===== PROVIDED MATERIAL
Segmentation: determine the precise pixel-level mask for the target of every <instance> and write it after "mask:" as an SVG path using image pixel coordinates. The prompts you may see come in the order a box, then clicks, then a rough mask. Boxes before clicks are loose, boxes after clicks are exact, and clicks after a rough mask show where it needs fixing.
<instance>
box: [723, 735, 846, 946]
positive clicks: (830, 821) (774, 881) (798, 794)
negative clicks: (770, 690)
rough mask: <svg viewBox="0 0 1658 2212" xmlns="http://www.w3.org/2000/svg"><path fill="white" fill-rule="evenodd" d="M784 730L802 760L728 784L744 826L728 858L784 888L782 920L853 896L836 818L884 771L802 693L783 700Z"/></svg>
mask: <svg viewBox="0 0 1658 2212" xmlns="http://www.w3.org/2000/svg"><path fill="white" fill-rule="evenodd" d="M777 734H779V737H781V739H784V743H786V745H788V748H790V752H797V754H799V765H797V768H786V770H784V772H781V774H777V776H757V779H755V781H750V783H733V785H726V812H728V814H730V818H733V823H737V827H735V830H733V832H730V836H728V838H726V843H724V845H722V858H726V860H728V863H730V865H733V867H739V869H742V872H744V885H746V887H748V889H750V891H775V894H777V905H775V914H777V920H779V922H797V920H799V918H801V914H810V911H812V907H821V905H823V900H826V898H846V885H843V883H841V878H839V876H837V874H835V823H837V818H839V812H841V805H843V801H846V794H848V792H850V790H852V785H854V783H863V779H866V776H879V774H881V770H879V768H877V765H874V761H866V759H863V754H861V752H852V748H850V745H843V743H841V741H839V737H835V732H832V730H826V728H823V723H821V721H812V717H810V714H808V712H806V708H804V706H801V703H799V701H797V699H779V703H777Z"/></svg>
==========
===== PROVIDED MATERIAL
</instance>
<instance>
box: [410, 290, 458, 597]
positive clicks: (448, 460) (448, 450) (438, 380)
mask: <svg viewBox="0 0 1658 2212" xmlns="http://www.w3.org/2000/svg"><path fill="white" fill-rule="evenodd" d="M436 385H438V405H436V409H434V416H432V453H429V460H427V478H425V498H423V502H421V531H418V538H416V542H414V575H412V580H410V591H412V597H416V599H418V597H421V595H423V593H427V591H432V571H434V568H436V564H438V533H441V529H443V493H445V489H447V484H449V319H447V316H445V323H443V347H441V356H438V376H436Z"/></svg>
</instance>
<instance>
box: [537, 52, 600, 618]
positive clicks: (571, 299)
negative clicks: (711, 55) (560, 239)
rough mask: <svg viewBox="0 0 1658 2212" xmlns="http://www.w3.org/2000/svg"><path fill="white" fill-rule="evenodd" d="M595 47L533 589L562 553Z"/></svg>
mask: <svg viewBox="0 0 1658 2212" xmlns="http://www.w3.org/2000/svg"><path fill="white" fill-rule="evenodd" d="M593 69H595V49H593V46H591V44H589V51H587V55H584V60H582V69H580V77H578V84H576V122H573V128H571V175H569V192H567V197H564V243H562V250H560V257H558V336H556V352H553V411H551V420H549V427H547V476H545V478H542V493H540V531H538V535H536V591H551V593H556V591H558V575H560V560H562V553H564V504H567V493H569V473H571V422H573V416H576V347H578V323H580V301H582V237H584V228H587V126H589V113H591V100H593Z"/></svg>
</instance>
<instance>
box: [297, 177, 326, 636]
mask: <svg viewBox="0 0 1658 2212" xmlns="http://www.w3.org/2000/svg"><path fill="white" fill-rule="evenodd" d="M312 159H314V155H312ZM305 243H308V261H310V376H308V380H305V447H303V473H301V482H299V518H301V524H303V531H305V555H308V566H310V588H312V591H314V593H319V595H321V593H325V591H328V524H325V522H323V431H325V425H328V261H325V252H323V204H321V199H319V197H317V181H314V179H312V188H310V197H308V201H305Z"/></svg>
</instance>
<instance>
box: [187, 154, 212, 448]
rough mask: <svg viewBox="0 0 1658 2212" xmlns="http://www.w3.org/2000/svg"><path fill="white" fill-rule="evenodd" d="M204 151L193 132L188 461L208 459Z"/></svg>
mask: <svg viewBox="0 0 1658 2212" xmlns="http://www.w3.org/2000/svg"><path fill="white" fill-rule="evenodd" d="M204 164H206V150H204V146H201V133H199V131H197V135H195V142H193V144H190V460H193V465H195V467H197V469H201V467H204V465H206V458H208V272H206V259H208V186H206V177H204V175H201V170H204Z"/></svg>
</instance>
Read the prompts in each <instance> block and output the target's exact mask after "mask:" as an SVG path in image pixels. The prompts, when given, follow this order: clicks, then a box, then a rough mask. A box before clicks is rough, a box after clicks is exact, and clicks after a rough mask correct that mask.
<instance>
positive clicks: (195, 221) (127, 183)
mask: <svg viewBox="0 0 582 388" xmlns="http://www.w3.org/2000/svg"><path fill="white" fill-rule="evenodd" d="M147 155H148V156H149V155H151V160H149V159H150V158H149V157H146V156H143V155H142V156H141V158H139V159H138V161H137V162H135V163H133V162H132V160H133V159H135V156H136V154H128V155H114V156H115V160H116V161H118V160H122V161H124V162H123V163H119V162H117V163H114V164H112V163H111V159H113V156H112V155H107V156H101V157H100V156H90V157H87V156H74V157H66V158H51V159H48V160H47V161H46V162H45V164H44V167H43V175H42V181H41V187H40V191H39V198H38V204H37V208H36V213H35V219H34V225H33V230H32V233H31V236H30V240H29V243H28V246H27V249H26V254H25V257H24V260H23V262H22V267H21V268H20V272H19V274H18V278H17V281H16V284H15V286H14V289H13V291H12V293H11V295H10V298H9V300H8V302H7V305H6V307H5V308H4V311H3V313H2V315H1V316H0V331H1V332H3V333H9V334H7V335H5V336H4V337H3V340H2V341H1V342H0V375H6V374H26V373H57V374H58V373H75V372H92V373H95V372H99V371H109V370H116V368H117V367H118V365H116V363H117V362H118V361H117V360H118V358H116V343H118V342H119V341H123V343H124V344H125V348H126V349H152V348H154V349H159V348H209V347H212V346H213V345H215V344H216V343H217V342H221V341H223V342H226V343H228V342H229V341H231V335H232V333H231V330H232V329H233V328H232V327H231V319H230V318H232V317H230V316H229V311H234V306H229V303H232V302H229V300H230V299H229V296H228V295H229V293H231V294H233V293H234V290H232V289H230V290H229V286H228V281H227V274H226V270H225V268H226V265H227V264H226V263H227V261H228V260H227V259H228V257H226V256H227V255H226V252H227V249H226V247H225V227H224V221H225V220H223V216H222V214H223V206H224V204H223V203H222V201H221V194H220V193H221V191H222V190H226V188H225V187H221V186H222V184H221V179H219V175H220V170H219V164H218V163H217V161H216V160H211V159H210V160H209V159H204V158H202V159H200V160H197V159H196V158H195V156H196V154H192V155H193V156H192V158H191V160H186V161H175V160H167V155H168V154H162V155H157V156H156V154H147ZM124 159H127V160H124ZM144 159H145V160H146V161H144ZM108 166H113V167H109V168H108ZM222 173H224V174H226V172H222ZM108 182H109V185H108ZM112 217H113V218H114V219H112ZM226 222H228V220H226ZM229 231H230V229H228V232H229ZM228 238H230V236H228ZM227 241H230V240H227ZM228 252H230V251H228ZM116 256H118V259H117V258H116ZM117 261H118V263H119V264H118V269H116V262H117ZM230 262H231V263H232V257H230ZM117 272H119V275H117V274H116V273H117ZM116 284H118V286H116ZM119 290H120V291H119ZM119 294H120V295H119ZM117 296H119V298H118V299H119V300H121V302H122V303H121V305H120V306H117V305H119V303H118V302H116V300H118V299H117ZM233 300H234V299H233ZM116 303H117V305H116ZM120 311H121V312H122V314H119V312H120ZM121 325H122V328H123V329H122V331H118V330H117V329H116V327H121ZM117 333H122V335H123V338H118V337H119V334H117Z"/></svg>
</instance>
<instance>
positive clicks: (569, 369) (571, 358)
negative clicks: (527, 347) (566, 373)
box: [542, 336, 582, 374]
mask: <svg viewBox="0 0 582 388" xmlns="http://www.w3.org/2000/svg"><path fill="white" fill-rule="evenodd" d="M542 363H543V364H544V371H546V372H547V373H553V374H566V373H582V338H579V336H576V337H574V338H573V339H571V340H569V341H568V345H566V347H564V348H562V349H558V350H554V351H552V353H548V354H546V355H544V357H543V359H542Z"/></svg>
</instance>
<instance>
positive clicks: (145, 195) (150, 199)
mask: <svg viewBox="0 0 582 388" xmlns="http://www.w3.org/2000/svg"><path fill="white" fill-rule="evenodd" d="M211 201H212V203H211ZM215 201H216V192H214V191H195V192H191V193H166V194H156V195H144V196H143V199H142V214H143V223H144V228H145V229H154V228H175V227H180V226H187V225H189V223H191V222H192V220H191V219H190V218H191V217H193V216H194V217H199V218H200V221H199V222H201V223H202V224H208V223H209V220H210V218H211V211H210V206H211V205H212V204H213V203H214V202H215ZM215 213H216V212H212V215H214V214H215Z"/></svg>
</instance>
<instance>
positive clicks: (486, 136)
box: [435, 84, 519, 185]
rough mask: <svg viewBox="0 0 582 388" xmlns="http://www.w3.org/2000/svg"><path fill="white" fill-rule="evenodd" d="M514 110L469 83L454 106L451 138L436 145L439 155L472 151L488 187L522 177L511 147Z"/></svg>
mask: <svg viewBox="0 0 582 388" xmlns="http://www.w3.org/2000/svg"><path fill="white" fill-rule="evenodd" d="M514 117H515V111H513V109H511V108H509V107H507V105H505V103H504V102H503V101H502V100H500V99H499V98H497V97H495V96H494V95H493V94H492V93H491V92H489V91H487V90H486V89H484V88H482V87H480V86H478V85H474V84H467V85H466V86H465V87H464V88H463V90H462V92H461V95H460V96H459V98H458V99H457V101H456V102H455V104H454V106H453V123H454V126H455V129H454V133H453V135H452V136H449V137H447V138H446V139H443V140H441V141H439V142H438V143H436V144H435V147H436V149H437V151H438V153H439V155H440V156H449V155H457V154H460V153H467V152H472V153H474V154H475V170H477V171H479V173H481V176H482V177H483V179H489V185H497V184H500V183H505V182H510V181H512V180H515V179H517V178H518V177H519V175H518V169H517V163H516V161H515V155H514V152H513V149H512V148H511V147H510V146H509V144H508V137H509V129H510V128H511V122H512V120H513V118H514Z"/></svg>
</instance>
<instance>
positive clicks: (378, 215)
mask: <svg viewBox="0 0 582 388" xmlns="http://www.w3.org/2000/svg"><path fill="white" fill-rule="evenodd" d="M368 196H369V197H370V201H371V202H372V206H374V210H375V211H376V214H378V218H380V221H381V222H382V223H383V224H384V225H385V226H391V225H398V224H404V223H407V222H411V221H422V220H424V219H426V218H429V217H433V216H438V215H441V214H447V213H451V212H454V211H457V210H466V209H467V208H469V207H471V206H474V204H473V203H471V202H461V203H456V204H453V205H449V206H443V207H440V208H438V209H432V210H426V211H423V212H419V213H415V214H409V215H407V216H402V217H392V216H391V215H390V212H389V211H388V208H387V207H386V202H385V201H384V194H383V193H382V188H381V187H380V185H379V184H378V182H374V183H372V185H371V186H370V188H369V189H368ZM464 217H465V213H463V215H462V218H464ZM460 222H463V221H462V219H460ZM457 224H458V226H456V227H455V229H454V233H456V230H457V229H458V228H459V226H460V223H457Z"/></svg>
==========
■ PROBLEM REQUIREMENTS
Put the lines from the one with "Segmentation: determine the" to the one with "730L802 760L728 784L744" into a Markdown table with the columns Row and Line. Number each line and leave out any blank ones.

■ EXPECTED ANSWER
| Row | Line |
|---|---|
| 1 | Segmentation: determine the precise pixel-level mask for the target of every <instance> and write it after "mask:" as an SVG path using image pixel coordinates. The prompts you may see come in the order a box, then clicks, then a rough mask. Boxes before clicks are loose, boxes after clicks are exact, and clicks after a rough mask show where it needs fixing. |
| 2 | <instance> |
| 3 | box: [723, 735, 846, 946] |
| 4 | positive clicks: (830, 821) (774, 881) (798, 794) |
| 5 | negative clicks: (770, 690) |
| 6 | rough mask: <svg viewBox="0 0 1658 2212" xmlns="http://www.w3.org/2000/svg"><path fill="white" fill-rule="evenodd" d="M784 730L802 760L728 784L744 826L728 858L784 888L782 920L853 896L836 818L884 771L802 693L783 700Z"/></svg> |